2005 Salt Lake City Annual Meeting (October 16–19, 2005)

Paper No. 10
Presentation Time: 4:00 PM


SCHELBLE, Rachel T.1, HALL, James A.2, VAN DER LINDE, Gert P.L.3, NEALSON, Kenneth H.4 and STEELE, Andrew2, (1)Department of Earth Sciences, University of Southern California, Los Angeles, CA 90089-0740, (2)Geophysical Laboratory, Carnegie Institution of Washington, 5251 Broad Branch Road NW, Washington, DC 20015, (3)Hotazel Manganese Mines (Operated by BHP Billiton), P.O. Box 1, Hotazel, 8490, South Africa, (4)Department of Earth Science, University of Southern California, Los Angeles, CA 90089, rachels@earth.usc.edu

Early Proterozoic sedimentary manganese accumulations represent a key period in Earth history when life was likely having a considerable impact on the evolution of the planet. Biological processes may have been in part responsible for the origin of sedimentary manganese deposits, although evidence of microorganisms (i.e. microfossils or chemical biosignatures) have yet to be identified within these sequences. The purpose of this study was to identify potential biosignatures in early Proterozoic manganese deposits, then to investigate biosignatures (if present) in samples collected from the ~2.0 Ga Kalahari Manganese Field of South Africa. The experimental degradation of microorganisms (Bacillus subtilis and Escherichia coli) was simulated in the laboratory by exposing the organisms to various concentrations of Mn(II). A short-lived biomarker (DNA) and a long-lived biomarker (phospholipid fatty acids and their derivative n-alkanes) were monitored over time using real-time PCR and GCMS techniques.

**ENTRIES PROVIDED:**
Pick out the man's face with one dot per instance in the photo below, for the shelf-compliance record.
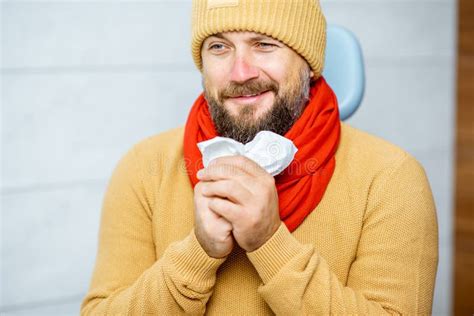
(253, 82)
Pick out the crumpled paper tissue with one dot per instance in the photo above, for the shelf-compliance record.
(269, 150)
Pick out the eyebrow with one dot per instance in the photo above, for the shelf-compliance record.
(255, 38)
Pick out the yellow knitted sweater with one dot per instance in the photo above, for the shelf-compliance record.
(369, 247)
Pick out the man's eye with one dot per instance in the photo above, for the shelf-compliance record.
(216, 47)
(265, 45)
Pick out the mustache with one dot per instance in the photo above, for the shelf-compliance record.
(251, 87)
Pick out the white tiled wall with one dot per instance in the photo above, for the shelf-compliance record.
(83, 81)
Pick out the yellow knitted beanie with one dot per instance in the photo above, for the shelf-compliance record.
(300, 24)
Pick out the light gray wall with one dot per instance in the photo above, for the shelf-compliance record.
(83, 81)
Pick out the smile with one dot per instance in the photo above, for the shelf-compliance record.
(248, 99)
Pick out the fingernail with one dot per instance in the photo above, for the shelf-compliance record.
(199, 173)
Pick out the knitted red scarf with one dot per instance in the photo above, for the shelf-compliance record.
(316, 133)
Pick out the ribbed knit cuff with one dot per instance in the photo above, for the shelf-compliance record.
(192, 262)
(275, 253)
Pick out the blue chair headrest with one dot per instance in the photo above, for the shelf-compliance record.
(344, 69)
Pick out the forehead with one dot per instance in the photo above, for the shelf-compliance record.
(242, 36)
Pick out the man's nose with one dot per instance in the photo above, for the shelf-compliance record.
(243, 70)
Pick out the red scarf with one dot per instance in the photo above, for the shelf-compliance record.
(316, 133)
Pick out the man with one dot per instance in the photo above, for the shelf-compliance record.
(348, 228)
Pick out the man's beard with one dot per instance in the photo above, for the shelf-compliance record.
(286, 109)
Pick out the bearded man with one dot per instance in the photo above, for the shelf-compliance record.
(349, 227)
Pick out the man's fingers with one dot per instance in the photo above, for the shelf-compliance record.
(229, 189)
(230, 167)
(224, 208)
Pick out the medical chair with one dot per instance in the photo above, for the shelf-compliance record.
(344, 69)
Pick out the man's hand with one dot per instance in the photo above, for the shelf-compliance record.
(213, 232)
(245, 195)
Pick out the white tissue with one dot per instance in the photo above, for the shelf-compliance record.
(269, 150)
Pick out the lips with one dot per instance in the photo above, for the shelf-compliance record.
(250, 98)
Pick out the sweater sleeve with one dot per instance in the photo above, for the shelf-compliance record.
(395, 266)
(128, 279)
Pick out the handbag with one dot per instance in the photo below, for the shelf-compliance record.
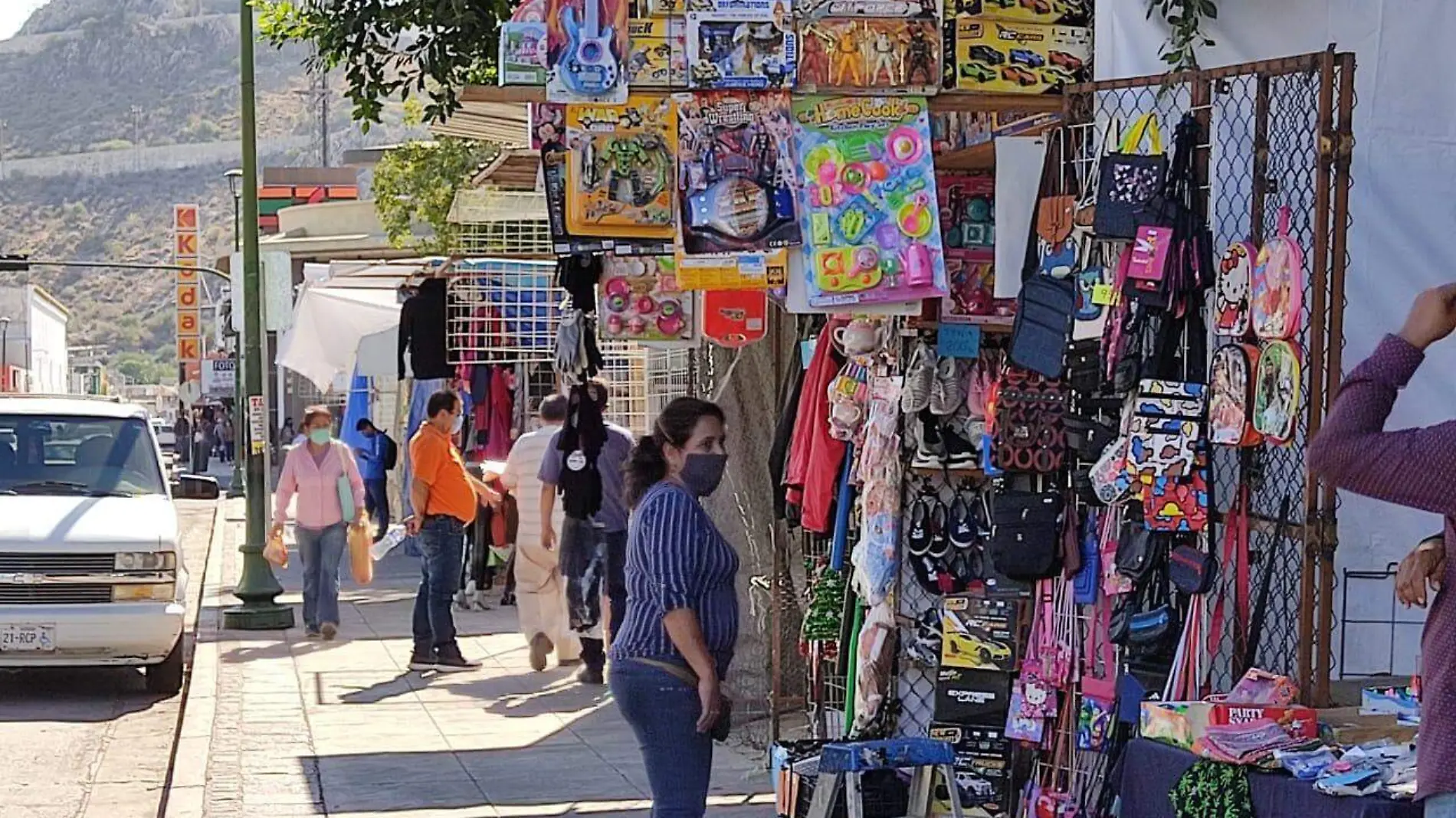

**WORK TO COMPLETE:** In the manganese abstract, which two microorganisms were degraded experimentally in the laboratory? The listing is separate material and has no connection to the abstract.

**ANSWER SECTION:** Bacillus subtilis and Escherichia coli.